__TEXT SECTION__.
+ + +
The school has implemented a new device to try and combat this issue. In each bathroom, there are round, white disks attached to the top of the ceiling known as “vape detectors”. Drake uses these devices to help him triangulate information, and try to figure out the people who repeatedly set off the index, so he only brings in the students who he has reasonable suspicion of.
“I get alerted with an email,” Drake says, “and then what I do is depending on the index that comes up, I think there tends to be a fair number of false positives so it’s really only the high end indexes. I’ll go back and review film and see who’s coming in and out.”
Once he feels like he has enough information, Mr. Drake will call the student(s) into his office and have reasonable suspicion to search them. But again, “even searches are difficult,”says Drake. “Kids are hiding them in a waistband and all these things that allow them to avoid admitting guilt.” It can be difficult for him to convict someone of being in possession, even though they might be.
+ + +
__DATA EXCERPTS__.
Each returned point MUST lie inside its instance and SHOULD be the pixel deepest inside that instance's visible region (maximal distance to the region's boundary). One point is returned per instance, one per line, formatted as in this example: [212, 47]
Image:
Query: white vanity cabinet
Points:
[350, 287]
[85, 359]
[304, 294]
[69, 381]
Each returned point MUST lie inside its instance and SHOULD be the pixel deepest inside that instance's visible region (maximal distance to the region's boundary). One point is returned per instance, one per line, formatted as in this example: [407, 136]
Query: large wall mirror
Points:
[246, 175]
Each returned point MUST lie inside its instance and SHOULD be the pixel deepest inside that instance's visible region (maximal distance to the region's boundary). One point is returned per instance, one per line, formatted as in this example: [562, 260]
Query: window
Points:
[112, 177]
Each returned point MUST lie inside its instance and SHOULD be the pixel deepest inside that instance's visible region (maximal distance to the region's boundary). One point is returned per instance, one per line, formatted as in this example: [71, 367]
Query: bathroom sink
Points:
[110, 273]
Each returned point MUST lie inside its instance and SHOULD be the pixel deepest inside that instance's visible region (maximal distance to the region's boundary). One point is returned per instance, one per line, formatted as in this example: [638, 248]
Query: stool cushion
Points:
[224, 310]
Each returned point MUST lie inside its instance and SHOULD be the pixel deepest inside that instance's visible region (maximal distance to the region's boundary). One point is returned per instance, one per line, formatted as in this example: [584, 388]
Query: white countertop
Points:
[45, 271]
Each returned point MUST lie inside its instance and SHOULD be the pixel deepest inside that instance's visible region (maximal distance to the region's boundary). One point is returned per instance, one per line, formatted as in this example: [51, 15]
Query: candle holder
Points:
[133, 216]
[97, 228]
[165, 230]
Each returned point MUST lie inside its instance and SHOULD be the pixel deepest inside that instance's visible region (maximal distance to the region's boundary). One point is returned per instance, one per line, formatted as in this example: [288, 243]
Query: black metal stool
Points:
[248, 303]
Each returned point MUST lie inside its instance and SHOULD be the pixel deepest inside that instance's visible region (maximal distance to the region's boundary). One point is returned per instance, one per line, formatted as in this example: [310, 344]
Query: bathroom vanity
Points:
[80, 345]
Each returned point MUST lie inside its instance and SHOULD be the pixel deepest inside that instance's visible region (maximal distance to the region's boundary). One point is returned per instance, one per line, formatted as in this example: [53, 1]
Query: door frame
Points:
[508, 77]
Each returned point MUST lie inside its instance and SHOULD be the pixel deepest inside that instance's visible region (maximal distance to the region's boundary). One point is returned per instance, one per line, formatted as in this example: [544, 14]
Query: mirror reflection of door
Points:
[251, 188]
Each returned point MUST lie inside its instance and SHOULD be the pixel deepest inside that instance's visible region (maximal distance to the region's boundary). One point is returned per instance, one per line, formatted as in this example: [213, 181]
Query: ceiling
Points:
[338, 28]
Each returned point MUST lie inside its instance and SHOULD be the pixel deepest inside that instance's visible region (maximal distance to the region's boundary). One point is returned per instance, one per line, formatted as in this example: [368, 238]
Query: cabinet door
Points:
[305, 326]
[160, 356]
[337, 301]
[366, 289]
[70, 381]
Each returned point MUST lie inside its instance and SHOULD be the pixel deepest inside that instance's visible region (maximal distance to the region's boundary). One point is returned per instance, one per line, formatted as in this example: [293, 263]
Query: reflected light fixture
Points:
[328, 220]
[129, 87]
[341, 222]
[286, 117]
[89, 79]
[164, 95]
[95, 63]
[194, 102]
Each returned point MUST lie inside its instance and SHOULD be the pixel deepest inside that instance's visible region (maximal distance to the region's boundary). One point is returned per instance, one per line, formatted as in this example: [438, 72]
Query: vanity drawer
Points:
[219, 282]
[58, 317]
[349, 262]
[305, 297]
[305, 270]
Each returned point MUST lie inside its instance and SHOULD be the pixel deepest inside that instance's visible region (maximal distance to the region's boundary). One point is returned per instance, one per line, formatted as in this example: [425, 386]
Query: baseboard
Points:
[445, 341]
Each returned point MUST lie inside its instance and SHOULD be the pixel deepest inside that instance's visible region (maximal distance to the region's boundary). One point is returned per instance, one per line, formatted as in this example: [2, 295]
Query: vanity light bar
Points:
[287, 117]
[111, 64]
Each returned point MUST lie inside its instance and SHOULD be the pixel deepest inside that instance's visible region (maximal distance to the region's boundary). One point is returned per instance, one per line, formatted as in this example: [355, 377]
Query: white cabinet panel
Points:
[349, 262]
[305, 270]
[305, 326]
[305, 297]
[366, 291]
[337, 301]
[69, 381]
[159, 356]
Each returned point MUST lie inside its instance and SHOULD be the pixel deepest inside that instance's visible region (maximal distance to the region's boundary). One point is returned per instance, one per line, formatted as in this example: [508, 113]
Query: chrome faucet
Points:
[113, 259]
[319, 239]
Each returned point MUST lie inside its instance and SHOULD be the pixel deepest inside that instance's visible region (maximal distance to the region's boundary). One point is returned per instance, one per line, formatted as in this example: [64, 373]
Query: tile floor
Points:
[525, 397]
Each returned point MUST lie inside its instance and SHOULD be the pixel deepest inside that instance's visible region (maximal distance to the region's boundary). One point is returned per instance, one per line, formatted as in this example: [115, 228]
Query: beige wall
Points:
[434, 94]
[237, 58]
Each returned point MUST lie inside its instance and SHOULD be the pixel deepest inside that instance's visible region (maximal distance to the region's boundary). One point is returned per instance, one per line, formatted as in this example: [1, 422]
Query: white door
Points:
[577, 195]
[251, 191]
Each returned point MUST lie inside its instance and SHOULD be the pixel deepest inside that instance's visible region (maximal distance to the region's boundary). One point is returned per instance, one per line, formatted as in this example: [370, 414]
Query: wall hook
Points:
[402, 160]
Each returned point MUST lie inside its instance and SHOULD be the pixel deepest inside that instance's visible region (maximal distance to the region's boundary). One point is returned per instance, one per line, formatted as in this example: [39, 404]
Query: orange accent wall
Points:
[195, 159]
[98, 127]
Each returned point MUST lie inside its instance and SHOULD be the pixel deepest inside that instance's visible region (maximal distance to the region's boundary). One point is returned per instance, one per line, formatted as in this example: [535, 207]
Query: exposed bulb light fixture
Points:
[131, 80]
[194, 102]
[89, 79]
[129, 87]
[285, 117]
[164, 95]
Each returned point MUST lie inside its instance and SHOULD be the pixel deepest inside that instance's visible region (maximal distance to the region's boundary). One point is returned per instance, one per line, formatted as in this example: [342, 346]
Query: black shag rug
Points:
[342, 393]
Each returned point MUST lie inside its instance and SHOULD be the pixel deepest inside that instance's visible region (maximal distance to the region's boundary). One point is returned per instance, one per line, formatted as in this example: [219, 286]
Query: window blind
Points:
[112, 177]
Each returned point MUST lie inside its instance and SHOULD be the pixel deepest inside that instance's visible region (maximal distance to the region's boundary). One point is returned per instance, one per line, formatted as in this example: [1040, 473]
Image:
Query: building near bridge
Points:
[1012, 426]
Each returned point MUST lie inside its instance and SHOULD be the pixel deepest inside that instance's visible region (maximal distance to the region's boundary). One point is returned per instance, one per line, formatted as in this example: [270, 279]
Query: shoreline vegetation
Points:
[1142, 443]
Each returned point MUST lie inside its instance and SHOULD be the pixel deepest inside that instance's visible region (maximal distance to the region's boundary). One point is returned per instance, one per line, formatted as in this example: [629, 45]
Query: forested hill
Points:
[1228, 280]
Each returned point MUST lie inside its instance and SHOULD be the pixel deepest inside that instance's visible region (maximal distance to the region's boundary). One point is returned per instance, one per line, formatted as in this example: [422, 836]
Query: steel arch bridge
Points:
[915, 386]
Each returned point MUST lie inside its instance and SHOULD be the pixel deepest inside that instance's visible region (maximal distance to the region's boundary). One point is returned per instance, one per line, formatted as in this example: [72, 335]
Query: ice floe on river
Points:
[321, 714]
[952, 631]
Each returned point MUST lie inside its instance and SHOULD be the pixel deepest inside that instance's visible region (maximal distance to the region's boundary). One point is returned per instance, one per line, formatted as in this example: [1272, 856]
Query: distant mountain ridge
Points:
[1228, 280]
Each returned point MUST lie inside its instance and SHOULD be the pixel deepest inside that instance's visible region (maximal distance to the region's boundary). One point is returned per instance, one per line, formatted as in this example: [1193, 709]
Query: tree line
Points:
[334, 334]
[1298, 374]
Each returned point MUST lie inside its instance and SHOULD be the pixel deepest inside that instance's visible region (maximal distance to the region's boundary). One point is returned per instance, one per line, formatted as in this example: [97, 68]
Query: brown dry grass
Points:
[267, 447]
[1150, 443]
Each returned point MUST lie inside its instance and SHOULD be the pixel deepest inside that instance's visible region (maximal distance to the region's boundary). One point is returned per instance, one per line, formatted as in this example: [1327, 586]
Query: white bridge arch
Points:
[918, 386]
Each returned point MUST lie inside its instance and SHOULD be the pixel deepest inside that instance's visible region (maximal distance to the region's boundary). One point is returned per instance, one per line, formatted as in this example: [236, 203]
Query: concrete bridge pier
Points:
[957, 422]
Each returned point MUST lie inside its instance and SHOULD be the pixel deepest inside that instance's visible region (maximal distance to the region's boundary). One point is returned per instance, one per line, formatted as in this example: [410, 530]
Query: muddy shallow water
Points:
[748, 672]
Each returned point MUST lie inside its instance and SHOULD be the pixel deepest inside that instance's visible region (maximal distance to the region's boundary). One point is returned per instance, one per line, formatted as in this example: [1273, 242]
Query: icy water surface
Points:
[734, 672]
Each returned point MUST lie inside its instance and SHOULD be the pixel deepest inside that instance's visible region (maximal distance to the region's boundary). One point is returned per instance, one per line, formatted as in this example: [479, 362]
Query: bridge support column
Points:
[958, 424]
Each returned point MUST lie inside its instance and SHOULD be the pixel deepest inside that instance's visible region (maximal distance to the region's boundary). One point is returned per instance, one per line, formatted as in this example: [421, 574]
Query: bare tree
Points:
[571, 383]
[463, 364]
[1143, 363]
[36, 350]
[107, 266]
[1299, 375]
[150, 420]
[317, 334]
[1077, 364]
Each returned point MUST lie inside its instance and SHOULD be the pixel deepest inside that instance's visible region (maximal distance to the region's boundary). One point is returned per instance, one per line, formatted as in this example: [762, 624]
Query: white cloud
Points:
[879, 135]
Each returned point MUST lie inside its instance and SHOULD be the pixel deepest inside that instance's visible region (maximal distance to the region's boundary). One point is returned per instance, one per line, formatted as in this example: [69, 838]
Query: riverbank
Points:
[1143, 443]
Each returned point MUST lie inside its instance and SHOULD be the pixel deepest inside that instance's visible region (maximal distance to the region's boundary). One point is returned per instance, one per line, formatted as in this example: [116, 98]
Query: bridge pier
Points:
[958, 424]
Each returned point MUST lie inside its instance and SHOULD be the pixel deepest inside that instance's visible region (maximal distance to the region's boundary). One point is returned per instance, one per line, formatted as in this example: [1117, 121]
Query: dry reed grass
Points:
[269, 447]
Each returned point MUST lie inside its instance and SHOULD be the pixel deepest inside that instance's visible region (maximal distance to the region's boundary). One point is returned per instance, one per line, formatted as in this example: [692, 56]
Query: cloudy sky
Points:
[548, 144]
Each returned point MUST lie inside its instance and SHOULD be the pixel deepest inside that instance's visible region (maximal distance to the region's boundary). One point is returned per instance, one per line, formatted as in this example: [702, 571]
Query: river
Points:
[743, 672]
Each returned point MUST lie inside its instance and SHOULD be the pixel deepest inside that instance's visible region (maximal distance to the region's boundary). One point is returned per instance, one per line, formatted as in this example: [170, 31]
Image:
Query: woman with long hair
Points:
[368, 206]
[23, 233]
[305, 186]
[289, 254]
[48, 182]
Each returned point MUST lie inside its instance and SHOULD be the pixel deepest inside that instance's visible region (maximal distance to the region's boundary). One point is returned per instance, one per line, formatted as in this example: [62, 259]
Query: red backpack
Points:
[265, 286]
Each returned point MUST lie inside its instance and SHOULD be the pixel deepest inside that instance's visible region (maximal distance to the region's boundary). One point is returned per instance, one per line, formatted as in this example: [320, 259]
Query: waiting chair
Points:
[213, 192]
+ + +
__WORK INSTRUCTION 1__.
In the passage about vape detectors, how is Drake notified when a detector is triggered?
__WORK INSTRUCTION 2__.
Pick up the passage about vape detectors after its final sentence and continue writing it.
The rows come from a separate source.

__EXERCISE RESPONSE 1__.
He gets an email alert.

__EXERCISE RESPONSE 2__.
When someone is caught, Mr. Drake’s interventions tend to be one off. They are referred to the peer resource program and they are put through tobacco use and prevention protocols that try to build an understanding about the harsh negative impacts of vaping on developing youth. “There’s an education piece to it,” Drake says, “and those things tend to have progressive discipline issues, but I’ve had a couple multiple offenders, but nothing that frequent.” Getting caught vaping on campus also typically results in a suspension, and possibly a parent meeting.
But the main concern for Drake is “the impact it has on the integrity of the academic program, or what it says about the academic program at your school, and that remains a frustration.”
Although a lot of the short and long term effects of these new products and the ingredients aren’t definitively known, as we wait for more studies and research to be published, professionals have their speculations.
And they seem to agree.
Dr. Naidus stated, “We know that people who start vaping, especially at a younger age, are 3 to 4 times more likely to take up conversion to smoking traditional cigarettes overtime because they’ve developed a habitual sort of relationship with nicotine. They crave it and they want to keep doing it, so they’re more likely to become cigarette smokers than people who don’t vape.”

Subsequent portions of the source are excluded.